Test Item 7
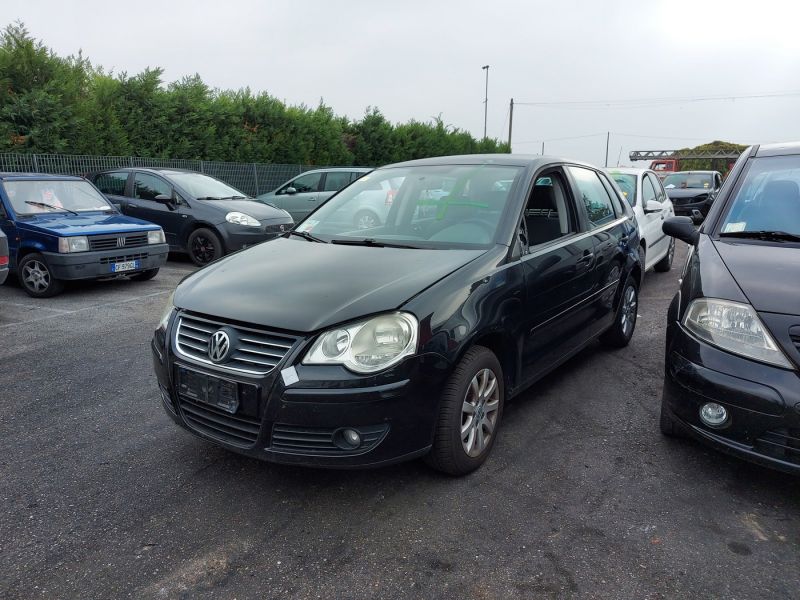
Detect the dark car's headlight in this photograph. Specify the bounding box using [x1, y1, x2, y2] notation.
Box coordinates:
[683, 298, 792, 368]
[155, 292, 176, 346]
[303, 312, 418, 373]
[226, 212, 260, 227]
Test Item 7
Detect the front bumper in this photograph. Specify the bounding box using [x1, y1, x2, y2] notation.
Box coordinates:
[152, 320, 450, 468]
[219, 219, 294, 252]
[43, 243, 169, 280]
[663, 320, 800, 474]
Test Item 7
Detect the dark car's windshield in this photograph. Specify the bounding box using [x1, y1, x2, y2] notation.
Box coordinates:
[609, 172, 637, 206]
[294, 164, 524, 249]
[2, 180, 114, 216]
[720, 155, 800, 237]
[165, 172, 248, 199]
[663, 172, 713, 190]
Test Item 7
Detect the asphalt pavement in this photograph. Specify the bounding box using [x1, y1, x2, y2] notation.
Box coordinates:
[1, 245, 798, 599]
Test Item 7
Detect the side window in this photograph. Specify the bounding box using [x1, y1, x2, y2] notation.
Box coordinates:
[523, 172, 576, 247]
[133, 173, 171, 201]
[567, 166, 616, 228]
[599, 173, 626, 217]
[280, 172, 322, 194]
[649, 173, 667, 201]
[94, 172, 128, 196]
[322, 172, 352, 192]
[642, 175, 658, 206]
[350, 171, 367, 183]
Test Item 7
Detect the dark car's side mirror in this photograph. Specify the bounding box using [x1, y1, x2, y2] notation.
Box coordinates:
[155, 194, 172, 204]
[663, 216, 699, 245]
[285, 187, 298, 195]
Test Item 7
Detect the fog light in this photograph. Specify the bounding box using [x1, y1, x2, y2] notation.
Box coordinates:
[343, 429, 361, 447]
[700, 402, 728, 427]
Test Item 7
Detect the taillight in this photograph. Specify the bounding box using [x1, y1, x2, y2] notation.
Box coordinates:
[385, 190, 396, 206]
[0, 255, 8, 267]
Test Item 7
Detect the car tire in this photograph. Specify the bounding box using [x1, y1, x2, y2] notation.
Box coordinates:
[599, 276, 638, 348]
[354, 210, 380, 230]
[129, 268, 159, 281]
[18, 253, 64, 298]
[659, 391, 684, 437]
[425, 346, 504, 476]
[188, 228, 223, 266]
[654, 238, 675, 272]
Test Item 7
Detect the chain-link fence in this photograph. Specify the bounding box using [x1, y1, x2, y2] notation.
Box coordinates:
[0, 153, 348, 197]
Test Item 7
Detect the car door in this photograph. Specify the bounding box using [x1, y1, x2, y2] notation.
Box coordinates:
[518, 168, 599, 382]
[638, 173, 669, 266]
[92, 171, 130, 211]
[129, 172, 187, 248]
[272, 171, 323, 222]
[0, 193, 19, 270]
[566, 166, 635, 337]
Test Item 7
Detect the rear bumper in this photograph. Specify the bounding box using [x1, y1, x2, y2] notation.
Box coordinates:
[0, 266, 7, 286]
[43, 243, 169, 280]
[663, 320, 800, 474]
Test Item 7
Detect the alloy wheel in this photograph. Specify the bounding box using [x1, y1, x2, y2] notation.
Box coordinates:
[461, 368, 500, 457]
[620, 285, 638, 338]
[356, 213, 378, 229]
[22, 260, 51, 293]
[191, 235, 216, 263]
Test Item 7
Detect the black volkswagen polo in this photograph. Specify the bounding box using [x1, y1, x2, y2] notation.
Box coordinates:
[152, 155, 641, 475]
[660, 142, 800, 473]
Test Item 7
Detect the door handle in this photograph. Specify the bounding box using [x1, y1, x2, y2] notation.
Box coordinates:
[578, 252, 594, 264]
[620, 235, 629, 243]
[128, 204, 138, 208]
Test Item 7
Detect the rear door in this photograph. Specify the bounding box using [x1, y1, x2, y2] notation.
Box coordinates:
[272, 171, 323, 222]
[518, 167, 598, 382]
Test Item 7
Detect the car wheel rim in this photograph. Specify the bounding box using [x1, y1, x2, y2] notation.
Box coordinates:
[620, 285, 638, 337]
[192, 236, 215, 263]
[461, 368, 500, 458]
[357, 214, 377, 229]
[668, 239, 675, 264]
[22, 260, 50, 292]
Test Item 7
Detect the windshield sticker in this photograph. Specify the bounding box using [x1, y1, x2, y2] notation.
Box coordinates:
[297, 220, 319, 232]
[665, 184, 675, 189]
[722, 222, 746, 233]
[703, 182, 709, 188]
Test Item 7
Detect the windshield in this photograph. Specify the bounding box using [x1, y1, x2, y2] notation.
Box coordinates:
[720, 155, 800, 237]
[609, 172, 637, 206]
[3, 180, 114, 216]
[295, 164, 524, 249]
[663, 172, 713, 190]
[165, 171, 248, 199]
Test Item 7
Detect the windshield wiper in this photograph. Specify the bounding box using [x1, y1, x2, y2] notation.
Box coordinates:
[219, 195, 247, 200]
[720, 230, 800, 243]
[25, 201, 79, 216]
[286, 230, 327, 243]
[331, 238, 420, 249]
[196, 196, 223, 200]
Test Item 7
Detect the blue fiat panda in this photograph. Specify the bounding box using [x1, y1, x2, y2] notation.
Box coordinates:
[0, 173, 169, 297]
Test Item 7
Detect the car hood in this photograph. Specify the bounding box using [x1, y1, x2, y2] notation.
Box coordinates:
[199, 199, 291, 220]
[665, 188, 710, 199]
[714, 239, 800, 315]
[15, 212, 159, 236]
[174, 238, 486, 332]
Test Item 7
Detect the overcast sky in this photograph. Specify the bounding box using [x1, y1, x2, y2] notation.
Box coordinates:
[6, 0, 800, 166]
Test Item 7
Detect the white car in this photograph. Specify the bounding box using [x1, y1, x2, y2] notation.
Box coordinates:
[607, 167, 676, 272]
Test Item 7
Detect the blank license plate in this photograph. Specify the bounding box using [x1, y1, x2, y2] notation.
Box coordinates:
[112, 260, 139, 273]
[177, 367, 239, 414]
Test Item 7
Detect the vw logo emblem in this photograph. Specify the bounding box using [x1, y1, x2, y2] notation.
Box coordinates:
[208, 330, 231, 362]
[279, 225, 285, 232]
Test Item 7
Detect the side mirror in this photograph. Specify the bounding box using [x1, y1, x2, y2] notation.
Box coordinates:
[154, 194, 172, 204]
[644, 200, 663, 213]
[663, 216, 699, 245]
[285, 187, 298, 195]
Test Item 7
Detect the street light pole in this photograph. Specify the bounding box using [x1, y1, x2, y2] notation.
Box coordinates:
[482, 65, 489, 140]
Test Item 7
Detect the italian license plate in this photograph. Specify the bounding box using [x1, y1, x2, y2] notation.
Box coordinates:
[177, 367, 239, 414]
[111, 260, 139, 273]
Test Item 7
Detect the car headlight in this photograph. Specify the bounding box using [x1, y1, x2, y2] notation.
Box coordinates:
[156, 292, 176, 335]
[226, 212, 260, 227]
[57, 236, 89, 253]
[683, 298, 792, 368]
[303, 312, 418, 373]
[148, 229, 166, 244]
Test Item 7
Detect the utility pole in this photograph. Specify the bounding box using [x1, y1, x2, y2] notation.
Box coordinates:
[507, 98, 514, 151]
[604, 131, 610, 167]
[482, 65, 490, 140]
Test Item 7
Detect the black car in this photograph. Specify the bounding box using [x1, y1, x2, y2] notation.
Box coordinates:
[91, 169, 294, 265]
[152, 155, 642, 475]
[662, 170, 723, 222]
[0, 228, 8, 286]
[660, 142, 800, 473]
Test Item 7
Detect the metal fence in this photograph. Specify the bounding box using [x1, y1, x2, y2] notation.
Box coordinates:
[0, 153, 344, 197]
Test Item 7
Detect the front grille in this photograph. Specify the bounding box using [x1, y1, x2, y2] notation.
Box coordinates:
[175, 313, 297, 375]
[264, 223, 292, 236]
[271, 423, 389, 455]
[790, 333, 800, 354]
[99, 252, 149, 264]
[754, 429, 800, 465]
[89, 233, 149, 251]
[179, 394, 261, 447]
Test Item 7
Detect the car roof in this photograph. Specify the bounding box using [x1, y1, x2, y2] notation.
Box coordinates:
[380, 154, 596, 170]
[294, 167, 373, 175]
[607, 167, 648, 175]
[754, 141, 800, 157]
[0, 172, 85, 181]
[664, 170, 719, 175]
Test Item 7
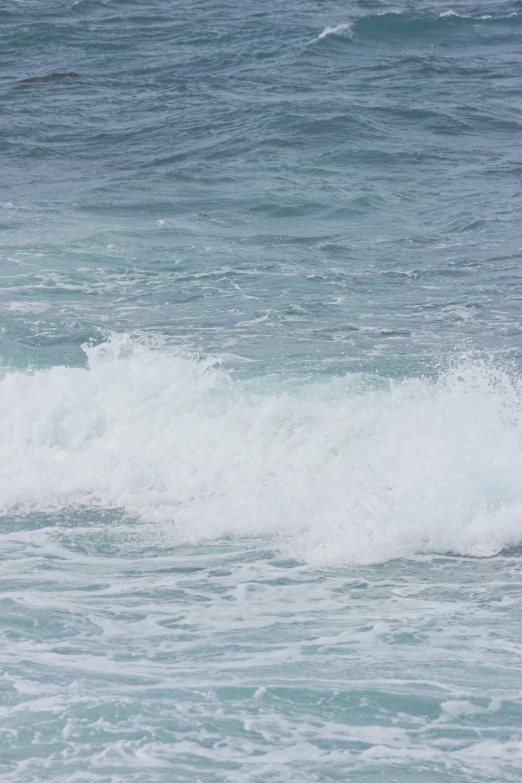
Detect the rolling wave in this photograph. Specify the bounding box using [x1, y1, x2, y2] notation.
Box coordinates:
[2, 334, 522, 564]
[314, 9, 520, 46]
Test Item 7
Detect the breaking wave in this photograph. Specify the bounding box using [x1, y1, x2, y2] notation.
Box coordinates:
[311, 23, 353, 43]
[313, 10, 520, 46]
[2, 334, 522, 564]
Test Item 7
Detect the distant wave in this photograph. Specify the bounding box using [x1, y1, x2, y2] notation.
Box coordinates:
[19, 72, 79, 86]
[313, 10, 520, 45]
[354, 9, 520, 38]
[310, 23, 353, 44]
[2, 333, 522, 564]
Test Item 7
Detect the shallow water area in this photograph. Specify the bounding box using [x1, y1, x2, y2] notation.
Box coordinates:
[3, 509, 522, 783]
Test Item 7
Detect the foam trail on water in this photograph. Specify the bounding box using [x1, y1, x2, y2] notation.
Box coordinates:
[312, 23, 353, 43]
[1, 334, 522, 564]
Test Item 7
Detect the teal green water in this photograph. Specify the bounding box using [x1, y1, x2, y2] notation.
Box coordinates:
[2, 1, 522, 780]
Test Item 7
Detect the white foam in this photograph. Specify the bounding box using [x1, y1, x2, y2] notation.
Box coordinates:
[2, 334, 522, 564]
[439, 10, 502, 21]
[311, 23, 353, 43]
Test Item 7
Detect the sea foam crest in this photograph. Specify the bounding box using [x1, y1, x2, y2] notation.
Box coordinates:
[311, 23, 353, 43]
[1, 334, 522, 564]
[340, 10, 520, 42]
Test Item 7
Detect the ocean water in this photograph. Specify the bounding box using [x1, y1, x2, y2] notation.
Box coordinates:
[2, 0, 522, 780]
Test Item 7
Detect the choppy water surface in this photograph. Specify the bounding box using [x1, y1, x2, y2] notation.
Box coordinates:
[2, 0, 522, 780]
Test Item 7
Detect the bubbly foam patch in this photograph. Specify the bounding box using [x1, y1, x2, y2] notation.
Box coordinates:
[2, 334, 522, 564]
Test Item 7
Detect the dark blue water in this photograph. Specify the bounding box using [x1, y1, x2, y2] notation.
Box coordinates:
[2, 2, 522, 781]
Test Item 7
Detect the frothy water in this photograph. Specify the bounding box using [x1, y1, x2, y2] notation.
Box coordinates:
[2, 335, 522, 564]
[2, 0, 522, 779]
[313, 24, 353, 43]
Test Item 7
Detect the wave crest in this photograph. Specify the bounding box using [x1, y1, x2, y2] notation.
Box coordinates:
[2, 334, 522, 564]
[311, 23, 353, 43]
[314, 10, 520, 46]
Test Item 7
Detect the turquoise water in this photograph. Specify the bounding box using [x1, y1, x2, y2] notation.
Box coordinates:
[2, 1, 522, 780]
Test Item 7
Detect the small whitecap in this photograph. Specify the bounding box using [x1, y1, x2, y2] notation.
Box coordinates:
[311, 23, 353, 44]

────────

* What is being asked *
Your answer is a single number: the count of lines in the records holding the string "door".

* Written response *
3